### Dataset records
+++

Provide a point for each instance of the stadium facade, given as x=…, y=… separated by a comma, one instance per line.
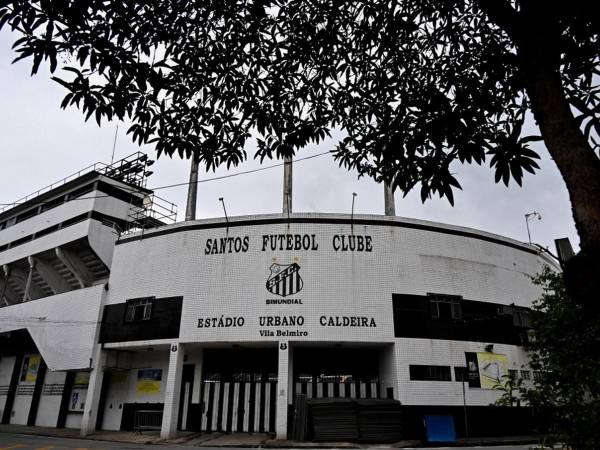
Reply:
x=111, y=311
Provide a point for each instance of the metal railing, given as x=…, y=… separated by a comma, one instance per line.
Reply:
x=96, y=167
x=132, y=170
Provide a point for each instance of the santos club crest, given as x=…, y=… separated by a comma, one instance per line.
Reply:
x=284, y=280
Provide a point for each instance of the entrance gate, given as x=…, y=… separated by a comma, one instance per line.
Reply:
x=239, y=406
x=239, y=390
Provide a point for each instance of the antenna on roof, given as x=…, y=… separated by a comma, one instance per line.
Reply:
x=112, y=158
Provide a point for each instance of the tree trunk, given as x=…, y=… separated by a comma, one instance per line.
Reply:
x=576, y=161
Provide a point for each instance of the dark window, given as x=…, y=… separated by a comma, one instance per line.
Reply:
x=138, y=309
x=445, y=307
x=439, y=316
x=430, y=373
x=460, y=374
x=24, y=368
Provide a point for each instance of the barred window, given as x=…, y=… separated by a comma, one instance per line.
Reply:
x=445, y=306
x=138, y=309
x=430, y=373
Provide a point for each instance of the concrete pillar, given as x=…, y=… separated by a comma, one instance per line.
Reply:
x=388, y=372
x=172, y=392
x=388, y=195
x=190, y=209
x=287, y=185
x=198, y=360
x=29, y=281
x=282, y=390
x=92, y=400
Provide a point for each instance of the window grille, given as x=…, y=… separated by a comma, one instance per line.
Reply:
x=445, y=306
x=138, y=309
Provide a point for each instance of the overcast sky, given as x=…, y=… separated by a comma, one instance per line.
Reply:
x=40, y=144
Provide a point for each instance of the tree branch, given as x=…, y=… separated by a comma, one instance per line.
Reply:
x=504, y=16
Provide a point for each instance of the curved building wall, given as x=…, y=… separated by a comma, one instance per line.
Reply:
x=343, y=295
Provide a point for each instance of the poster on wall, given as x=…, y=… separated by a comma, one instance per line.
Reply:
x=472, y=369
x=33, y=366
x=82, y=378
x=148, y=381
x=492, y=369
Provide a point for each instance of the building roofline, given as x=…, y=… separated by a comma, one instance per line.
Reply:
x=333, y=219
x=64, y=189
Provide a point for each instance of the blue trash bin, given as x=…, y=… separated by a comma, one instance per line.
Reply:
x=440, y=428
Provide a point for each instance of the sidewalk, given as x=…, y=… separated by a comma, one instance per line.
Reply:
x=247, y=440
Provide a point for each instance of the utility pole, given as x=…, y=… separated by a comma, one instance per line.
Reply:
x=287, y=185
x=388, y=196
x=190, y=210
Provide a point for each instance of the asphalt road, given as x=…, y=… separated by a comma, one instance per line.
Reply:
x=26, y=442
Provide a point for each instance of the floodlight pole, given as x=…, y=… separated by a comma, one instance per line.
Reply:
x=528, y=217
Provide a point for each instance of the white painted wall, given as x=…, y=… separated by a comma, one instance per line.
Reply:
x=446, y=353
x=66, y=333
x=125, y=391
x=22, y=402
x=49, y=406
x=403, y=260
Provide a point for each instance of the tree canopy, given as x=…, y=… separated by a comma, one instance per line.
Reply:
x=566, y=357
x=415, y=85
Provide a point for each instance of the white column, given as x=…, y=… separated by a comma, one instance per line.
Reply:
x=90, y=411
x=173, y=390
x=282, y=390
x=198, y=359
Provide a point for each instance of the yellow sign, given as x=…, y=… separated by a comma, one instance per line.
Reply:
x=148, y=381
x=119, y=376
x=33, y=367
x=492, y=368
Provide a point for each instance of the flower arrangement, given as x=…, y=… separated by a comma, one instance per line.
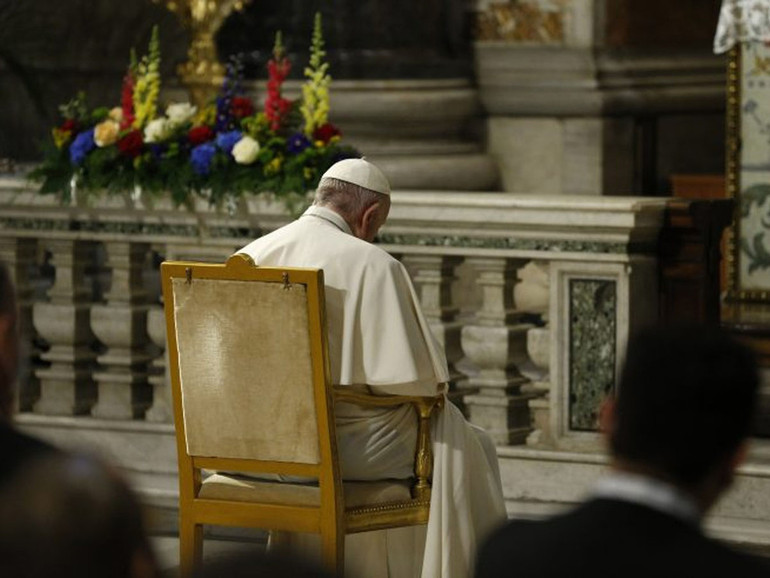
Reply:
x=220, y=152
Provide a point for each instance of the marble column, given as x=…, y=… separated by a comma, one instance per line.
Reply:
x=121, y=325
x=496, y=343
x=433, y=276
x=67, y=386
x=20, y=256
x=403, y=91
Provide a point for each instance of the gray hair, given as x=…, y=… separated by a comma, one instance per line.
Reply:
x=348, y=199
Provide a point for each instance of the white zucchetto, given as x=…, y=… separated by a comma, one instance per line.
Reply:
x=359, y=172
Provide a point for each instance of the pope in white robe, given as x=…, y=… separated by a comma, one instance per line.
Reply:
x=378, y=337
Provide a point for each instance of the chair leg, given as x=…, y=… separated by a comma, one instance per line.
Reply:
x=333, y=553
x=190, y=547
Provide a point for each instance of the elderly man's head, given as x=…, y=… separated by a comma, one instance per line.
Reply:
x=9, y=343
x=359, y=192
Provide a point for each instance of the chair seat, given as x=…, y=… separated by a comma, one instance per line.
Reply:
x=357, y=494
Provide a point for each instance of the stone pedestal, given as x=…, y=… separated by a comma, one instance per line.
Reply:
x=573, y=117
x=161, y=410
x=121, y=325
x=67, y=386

+++

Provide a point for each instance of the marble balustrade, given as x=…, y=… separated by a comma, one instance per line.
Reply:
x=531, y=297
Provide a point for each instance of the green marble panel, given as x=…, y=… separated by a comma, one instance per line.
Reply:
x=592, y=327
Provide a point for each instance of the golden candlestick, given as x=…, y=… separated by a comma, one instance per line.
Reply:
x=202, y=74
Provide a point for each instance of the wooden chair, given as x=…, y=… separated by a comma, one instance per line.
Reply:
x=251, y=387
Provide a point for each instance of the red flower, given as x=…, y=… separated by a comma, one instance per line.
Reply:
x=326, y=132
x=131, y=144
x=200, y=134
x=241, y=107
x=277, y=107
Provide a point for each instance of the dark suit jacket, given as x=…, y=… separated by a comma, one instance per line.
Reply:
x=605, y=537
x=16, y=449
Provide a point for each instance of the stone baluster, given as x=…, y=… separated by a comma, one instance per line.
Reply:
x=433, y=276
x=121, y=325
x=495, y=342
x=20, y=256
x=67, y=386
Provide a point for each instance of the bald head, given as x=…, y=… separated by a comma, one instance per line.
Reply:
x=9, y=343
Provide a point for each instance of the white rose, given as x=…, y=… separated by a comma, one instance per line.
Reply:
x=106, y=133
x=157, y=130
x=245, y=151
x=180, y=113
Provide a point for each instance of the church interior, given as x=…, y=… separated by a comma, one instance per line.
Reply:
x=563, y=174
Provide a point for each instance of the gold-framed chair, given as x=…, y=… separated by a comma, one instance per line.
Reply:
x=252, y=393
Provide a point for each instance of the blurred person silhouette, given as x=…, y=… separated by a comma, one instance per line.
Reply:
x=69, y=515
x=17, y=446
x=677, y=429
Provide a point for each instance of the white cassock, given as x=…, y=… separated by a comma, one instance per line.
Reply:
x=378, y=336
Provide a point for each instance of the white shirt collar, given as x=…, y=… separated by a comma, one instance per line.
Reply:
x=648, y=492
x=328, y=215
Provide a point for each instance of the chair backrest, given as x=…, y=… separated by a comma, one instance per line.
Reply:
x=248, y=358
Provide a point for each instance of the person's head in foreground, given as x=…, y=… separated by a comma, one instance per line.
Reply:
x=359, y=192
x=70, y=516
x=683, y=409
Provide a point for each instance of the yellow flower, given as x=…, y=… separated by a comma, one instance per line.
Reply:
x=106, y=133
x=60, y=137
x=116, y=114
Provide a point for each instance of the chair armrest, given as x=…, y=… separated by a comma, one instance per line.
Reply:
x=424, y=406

+++

Rewrite the part of the rows that opens with the line containing "Provide a point for each instance of the stadium" and closes with the line containing "x=284, y=280", changing "metal railing" to "iron railing" and keeping everything else the same. Leave the pictures out of your answer.

### The response
Provide a point for each instance of the stadium facade, given as x=…, y=… separated by a comma, one instance per line.
Reply:
x=111, y=311
Provide a point for each instance of the iron railing, given as x=…, y=… separated by a comma, one instance per line.
Reply:
x=96, y=167
x=132, y=170
Provide a point for each instance of the santos club crest, given as x=…, y=… separated by a comma, one instance per line.
Reply:
x=284, y=280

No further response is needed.